PROBLEM
Rewrite the material starting at the line that contains "Step 1: observe the image. Step 2: locate every street" and ending at the line that contains "[0,330,572,400]", swapping "bounding box" for "enclosing rectangle" and keeping everything else the same.

RAW RECORDS
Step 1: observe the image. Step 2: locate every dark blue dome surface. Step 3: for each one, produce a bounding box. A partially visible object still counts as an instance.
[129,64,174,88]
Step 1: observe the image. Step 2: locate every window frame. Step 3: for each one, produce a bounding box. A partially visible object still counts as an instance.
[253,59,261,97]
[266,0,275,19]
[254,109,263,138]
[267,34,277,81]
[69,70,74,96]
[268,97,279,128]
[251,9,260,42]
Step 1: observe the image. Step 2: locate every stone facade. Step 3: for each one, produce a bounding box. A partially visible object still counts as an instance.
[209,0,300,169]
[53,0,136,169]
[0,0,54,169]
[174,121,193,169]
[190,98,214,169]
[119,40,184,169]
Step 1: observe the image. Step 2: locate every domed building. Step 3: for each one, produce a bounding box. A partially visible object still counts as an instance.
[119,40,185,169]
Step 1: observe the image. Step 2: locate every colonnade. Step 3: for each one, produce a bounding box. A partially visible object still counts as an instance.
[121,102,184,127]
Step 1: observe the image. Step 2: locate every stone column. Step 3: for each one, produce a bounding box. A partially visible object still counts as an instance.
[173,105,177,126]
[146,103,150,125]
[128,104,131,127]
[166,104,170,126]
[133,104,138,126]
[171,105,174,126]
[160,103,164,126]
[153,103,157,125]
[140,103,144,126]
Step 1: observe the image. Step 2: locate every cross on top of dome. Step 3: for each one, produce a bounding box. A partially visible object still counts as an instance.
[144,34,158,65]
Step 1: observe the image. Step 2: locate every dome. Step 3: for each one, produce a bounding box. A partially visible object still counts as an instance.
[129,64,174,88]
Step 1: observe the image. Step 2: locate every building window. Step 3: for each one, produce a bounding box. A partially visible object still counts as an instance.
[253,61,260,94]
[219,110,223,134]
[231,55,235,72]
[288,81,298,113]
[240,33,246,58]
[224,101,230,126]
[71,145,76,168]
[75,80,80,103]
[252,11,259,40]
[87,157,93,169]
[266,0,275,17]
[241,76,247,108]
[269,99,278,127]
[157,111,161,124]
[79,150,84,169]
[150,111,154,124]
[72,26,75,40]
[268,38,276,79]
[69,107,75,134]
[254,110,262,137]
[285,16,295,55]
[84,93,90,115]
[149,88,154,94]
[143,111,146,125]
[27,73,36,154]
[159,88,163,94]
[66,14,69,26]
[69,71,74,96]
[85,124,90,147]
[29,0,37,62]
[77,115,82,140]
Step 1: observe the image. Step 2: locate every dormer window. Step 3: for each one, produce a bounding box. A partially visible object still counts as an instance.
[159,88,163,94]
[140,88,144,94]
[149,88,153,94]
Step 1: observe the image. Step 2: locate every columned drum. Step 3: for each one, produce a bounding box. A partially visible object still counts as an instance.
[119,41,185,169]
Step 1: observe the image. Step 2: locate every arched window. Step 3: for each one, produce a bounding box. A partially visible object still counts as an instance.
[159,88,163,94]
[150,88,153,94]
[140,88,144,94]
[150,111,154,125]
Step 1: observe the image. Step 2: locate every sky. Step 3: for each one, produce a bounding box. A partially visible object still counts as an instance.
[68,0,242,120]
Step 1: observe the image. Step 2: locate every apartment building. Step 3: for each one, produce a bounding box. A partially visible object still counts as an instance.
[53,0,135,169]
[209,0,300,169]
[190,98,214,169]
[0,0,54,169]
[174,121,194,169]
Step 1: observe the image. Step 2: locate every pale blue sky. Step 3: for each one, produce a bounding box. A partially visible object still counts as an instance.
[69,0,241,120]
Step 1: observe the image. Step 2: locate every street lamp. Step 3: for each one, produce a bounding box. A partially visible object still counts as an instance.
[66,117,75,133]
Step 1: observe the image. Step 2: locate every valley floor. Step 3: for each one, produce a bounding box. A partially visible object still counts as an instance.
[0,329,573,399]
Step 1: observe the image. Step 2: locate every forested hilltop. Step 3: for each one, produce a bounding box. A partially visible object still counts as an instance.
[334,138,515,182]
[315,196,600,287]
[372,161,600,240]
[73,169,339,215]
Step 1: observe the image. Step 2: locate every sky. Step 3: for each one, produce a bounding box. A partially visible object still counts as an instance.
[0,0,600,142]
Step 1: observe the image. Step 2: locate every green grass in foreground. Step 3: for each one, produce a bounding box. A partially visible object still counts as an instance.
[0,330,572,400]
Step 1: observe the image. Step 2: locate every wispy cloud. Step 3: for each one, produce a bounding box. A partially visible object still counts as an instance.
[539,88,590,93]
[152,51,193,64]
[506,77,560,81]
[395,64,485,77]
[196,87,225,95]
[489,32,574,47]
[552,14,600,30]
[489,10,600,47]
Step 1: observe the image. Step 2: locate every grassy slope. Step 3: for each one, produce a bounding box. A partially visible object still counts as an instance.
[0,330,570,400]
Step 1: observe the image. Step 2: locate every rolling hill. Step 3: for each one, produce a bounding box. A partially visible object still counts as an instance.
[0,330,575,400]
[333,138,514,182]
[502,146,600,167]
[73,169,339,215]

==

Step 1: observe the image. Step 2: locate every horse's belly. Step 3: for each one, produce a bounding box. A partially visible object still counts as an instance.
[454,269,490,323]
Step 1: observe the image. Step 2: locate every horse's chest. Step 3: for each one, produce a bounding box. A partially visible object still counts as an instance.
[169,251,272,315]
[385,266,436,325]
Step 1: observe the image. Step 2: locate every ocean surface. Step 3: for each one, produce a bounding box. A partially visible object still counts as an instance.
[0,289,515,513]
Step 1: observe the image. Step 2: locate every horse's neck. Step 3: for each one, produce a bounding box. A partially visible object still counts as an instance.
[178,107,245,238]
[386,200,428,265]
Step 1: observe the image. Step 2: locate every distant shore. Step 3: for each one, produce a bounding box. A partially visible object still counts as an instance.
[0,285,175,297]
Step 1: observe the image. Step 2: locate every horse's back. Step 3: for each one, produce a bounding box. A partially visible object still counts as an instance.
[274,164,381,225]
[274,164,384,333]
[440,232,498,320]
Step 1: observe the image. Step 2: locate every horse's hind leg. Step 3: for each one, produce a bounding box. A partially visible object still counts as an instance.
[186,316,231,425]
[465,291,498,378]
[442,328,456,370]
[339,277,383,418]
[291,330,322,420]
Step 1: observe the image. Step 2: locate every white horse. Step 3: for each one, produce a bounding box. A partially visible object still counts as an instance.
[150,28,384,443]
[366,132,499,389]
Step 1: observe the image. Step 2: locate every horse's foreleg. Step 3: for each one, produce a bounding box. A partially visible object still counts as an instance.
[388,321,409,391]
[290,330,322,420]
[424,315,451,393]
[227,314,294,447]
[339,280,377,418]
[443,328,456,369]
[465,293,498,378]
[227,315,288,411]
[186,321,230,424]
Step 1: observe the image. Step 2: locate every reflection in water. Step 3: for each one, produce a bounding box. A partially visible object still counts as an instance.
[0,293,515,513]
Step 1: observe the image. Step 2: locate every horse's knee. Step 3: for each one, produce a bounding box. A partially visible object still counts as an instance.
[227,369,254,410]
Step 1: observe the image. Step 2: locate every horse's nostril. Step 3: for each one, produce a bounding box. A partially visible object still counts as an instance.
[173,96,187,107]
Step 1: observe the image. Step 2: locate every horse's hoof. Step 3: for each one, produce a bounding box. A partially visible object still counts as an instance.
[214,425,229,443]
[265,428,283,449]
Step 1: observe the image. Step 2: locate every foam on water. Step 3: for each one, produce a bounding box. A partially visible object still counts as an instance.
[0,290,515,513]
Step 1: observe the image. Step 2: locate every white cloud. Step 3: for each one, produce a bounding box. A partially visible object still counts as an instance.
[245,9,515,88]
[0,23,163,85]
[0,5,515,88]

EXPECTED ANSWER
Step 1: observe the image. Step 2: locate every street lamp. Step 3: for each one, produce a enclosing rectangle. A partially visible object still counts as an instance.
[66,117,75,133]
Step 1: observe the image. Step 2: locate every valley floor. Step 3: for each one, produce a enclosing rectangle. A partially visible object still counts as an instance.
[0,329,573,399]
Step 1: observe the image. Step 2: locate every forested hilltop. Step 3: for each one, produce a enclosing rectangle. A partially visible object still counts as an instance.
[334,138,515,182]
[315,196,600,287]
[372,161,600,240]
[73,169,339,215]
Step 1: observe the image. Step 2: locate every sky. Step 3: for each one, produce a enclosing rectangle. A partially visible object still counts as an instance.
[0,0,600,142]
Step 1: observe the image. Step 2: locate every green grass in foreground. Step 3: for each one, produce a enclosing rectangle. A partially visible object still counts as an instance.
[0,330,572,400]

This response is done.